→ **PAGE EXCERPT**:
Quick Table of Contents
|1 Introduction and Overview
1.1 Processing a Stylesheet
1.2 Benefits of XSL
This specification defines the Extensible Stylesheet Language (XSL). XSL is a language for expressing stylesheets. Given a class of arbitrarily structured XML [XML] documents or data files, designers use an XSL stylesheet to express their intentions about how that structured content should be presented; that is, how the source content should be styled, laid out, and paginated onto some presentation medium, such as a window in a Web browser or a hand-held device, or a set of physical pages in a catalog, report, pamphlet, or book.
An XSL stylesheet processor accepts a document or data in XML and an XSL stylesheet and produces the presentation of that XML source content that was intended by the designer of that stylesheet. There are two aspects of this presentation process: first, constructing a result tree from the XML source tree and second, interpreting the result tree to produce formatted results suitable for presentation on a display, on paper, in speech, or onto other media. The first aspect is called tree transformation and the second is called formatting. The process of formatting is performed by the formatter. This formatter may simply be a rendering engine inside a browser.
Tree transformation allows the structure of the result tree to be significantly different from the structure of the source tree. For example, one could add a table-of-contents as a filtered selection of an original source document, or one could rearrange source data into a sorted tabular presentation. In constructing the result tree, the tree transformation process also adds the information necessary to format that result tree.
Formatting is enabled by including formatting semantics in the result tree. Formatting semantics are expressed in terms of a catalog of classes of formatting objects. The nodes of the result tree are formatting objects. The classes of formatting objects denote typographic abstractions such as page, paragraph, table, and so forth. Finer control over the presentation of these abstractions is provided by a set of formatting properties, such as those controlling indents, word- and letter spacing, and widow, orphan, and hyphenation control. In XSL, the classes of formatting objects and formatting properties provide the vocabulary for expressing presentation intent.
The XSL processing model is intended to be conceptual only. An implementation is not mandated to provide these as separate processes. Furthermore, implementations are free to process the source document in any way that produces the same result as if it were processed using the conceptual XSL processing model. A diagram depicting the detailed conceptual model is shown below.
Tree transformation constructs the result tree. In XSL, this tree is called the element and attribute tree, with objects primarily in the "formatting object" namespace. In this tree, a formatting object is represented as an XML element, with the properties represented by a set of XML attribute-value pairs. The content of the formatting object is the content of the XML element. Tree transformation is defined in the XSLT Recommendation [XSLT]. A diagram depicting this conceptual process is shown below.
The XSL stylesheet is used in tree transformation. A stylesheet contains a set of tree construction rules. The tree construction rules have two parts: a pattern that is matched against elements in the source tree and a template that constructs a portion of the result tree. This allows a stylesheet to be applicable to a wide class of documents that have similar source tree structures.
In some implementations of XSL/XSLT, the result of tree construction can be output as an XML document. This would allow an XML document which contains formatting objects and formatting properties to be output. This capability is neither necessary for an XSL processor nor is it encouraged. There are, however, cases where this is important, such as a server preparing input for a known client; for example, the way that a WAP (http://www.wapforum.org/faqs/index.htm) server prepares specialized input for a WAP capable hand held device. To preserve accessibility, designers of Web systems should not develop architectures that require (or use) the transmission of documents containing formatting objects and properties unless either the transmitter knows that the client can accept formatting objects and properties or the transmitted document contains a reference to the source document(s) used in the construction of the document with the formatting objects and properties.

[Items listed in a dataset]
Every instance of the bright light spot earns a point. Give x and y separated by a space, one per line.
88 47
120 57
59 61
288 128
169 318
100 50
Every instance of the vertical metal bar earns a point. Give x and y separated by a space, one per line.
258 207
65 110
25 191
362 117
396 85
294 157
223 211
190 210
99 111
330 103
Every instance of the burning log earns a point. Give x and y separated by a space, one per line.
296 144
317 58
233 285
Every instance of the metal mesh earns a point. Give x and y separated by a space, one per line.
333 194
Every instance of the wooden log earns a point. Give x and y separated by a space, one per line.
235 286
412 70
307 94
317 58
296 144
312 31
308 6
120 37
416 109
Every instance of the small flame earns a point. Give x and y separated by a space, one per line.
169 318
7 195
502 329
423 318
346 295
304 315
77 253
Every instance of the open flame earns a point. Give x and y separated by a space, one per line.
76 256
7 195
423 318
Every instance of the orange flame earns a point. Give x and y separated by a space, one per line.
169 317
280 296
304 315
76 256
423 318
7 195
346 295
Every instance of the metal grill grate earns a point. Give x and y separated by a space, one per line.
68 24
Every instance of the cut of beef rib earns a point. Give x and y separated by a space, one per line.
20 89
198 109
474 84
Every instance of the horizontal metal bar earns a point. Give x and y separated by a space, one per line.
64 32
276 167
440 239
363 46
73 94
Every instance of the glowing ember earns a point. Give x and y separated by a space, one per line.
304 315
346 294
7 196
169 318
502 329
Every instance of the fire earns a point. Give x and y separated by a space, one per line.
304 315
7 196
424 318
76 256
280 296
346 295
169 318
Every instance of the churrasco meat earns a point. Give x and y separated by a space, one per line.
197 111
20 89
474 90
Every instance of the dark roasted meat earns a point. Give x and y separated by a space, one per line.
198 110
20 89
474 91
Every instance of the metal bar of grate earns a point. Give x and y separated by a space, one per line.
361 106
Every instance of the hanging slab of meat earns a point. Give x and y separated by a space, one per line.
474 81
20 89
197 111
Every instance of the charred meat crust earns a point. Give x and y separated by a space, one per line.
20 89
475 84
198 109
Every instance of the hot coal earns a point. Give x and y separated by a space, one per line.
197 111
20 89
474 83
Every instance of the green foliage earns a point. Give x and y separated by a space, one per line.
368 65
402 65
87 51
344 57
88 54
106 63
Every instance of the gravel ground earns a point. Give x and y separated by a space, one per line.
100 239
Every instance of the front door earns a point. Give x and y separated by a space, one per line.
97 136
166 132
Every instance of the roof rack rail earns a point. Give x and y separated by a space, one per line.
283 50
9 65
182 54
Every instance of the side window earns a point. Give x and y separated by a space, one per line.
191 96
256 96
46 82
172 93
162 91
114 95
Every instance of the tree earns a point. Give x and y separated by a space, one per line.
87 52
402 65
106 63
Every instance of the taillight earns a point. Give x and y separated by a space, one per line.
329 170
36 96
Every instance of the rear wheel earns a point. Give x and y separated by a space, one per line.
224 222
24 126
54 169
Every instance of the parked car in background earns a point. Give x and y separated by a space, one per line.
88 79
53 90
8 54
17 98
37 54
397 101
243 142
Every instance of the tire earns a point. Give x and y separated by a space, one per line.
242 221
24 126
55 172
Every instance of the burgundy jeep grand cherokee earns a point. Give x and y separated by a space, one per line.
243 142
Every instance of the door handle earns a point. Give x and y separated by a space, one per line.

---

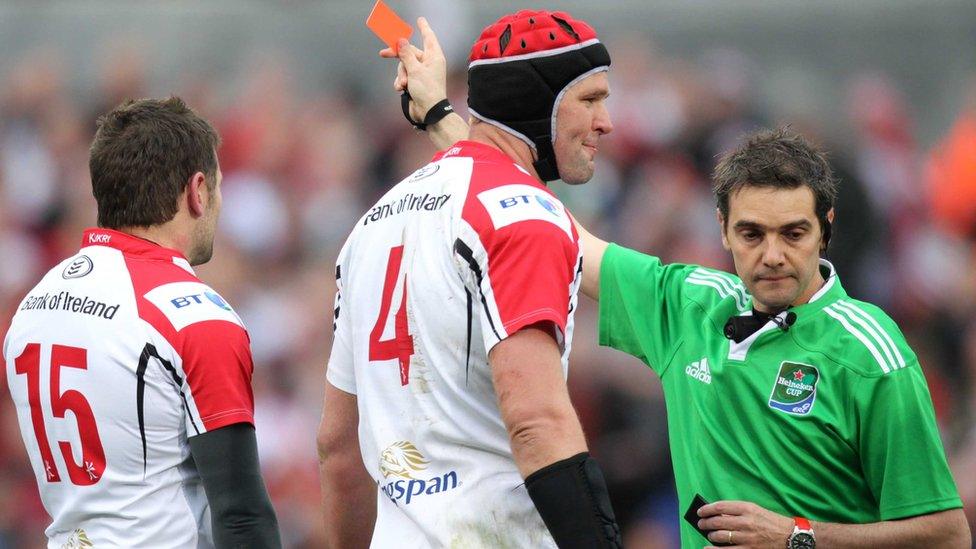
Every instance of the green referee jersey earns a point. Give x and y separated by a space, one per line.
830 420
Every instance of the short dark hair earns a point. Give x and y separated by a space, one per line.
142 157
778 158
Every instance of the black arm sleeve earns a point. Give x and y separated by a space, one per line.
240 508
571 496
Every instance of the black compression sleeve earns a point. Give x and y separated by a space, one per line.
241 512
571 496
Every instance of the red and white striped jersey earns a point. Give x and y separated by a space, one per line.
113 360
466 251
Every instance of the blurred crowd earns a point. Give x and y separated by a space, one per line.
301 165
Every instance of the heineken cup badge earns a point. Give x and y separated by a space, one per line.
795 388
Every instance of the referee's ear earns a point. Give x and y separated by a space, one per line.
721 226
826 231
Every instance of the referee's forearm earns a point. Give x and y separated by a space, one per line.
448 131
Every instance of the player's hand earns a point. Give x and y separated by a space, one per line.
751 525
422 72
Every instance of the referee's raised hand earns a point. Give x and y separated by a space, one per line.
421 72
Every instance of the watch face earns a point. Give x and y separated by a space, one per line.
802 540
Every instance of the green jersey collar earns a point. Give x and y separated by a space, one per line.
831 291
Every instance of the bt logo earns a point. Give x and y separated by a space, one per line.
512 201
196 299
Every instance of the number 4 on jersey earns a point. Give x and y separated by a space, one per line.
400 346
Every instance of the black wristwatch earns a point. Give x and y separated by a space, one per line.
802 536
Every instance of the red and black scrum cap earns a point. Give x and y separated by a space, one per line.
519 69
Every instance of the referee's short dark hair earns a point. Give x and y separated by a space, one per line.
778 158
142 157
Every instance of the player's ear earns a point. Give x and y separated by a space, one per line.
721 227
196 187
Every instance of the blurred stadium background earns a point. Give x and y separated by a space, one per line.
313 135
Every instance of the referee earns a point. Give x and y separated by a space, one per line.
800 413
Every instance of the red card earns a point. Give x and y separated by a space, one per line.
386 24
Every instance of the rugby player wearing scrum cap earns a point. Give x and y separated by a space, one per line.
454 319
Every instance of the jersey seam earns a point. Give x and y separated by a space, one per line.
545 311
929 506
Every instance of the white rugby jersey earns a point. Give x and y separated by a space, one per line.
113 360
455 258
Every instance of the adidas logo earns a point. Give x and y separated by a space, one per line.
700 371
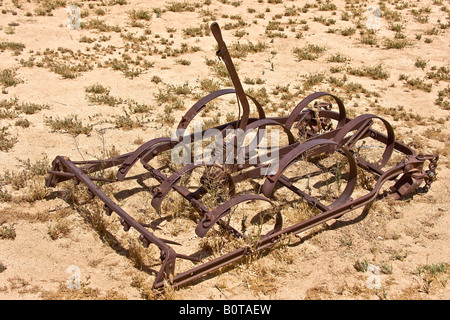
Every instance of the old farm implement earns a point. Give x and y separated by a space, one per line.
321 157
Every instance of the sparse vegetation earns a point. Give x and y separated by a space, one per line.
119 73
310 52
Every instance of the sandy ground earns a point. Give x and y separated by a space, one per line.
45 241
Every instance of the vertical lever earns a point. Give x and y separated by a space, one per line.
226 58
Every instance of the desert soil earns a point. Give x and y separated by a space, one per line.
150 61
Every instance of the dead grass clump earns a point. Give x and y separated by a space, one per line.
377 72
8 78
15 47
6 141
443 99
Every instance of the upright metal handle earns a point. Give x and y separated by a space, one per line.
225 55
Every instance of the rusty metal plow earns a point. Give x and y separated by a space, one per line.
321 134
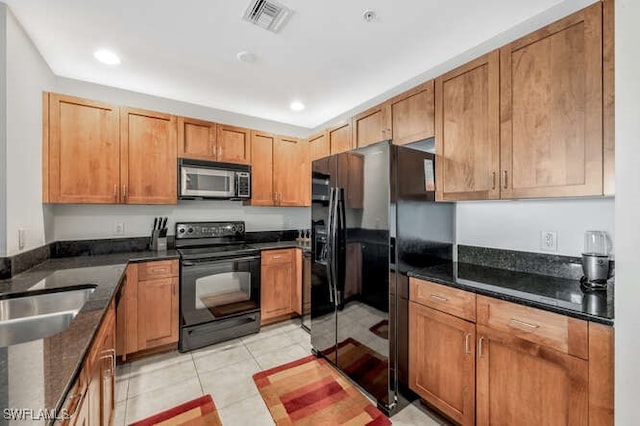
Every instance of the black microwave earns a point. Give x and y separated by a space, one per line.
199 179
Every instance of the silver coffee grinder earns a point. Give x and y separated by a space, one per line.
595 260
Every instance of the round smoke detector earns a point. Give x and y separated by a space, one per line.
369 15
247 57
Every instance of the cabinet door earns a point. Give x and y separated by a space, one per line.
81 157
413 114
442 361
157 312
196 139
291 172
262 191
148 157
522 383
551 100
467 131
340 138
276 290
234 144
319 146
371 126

→ **TASK STATEMENT**: Write out the passage of the XSL specification excerpt word for word, beginning at the words "The XSL processing" and stopping after "model is shown below.". The rows have no connection to the XSL specification excerpt.

→ **FINAL RESULT**:
The XSL processing model is intended to be conceptual only. An implementation is not mandated to provide these as separate processes. Furthermore, implementations are free to process the source document in any way that produces the same result as if it were processed using the conceptual XSL processing model. A diagram depicting the detailed conceptual model is shown below.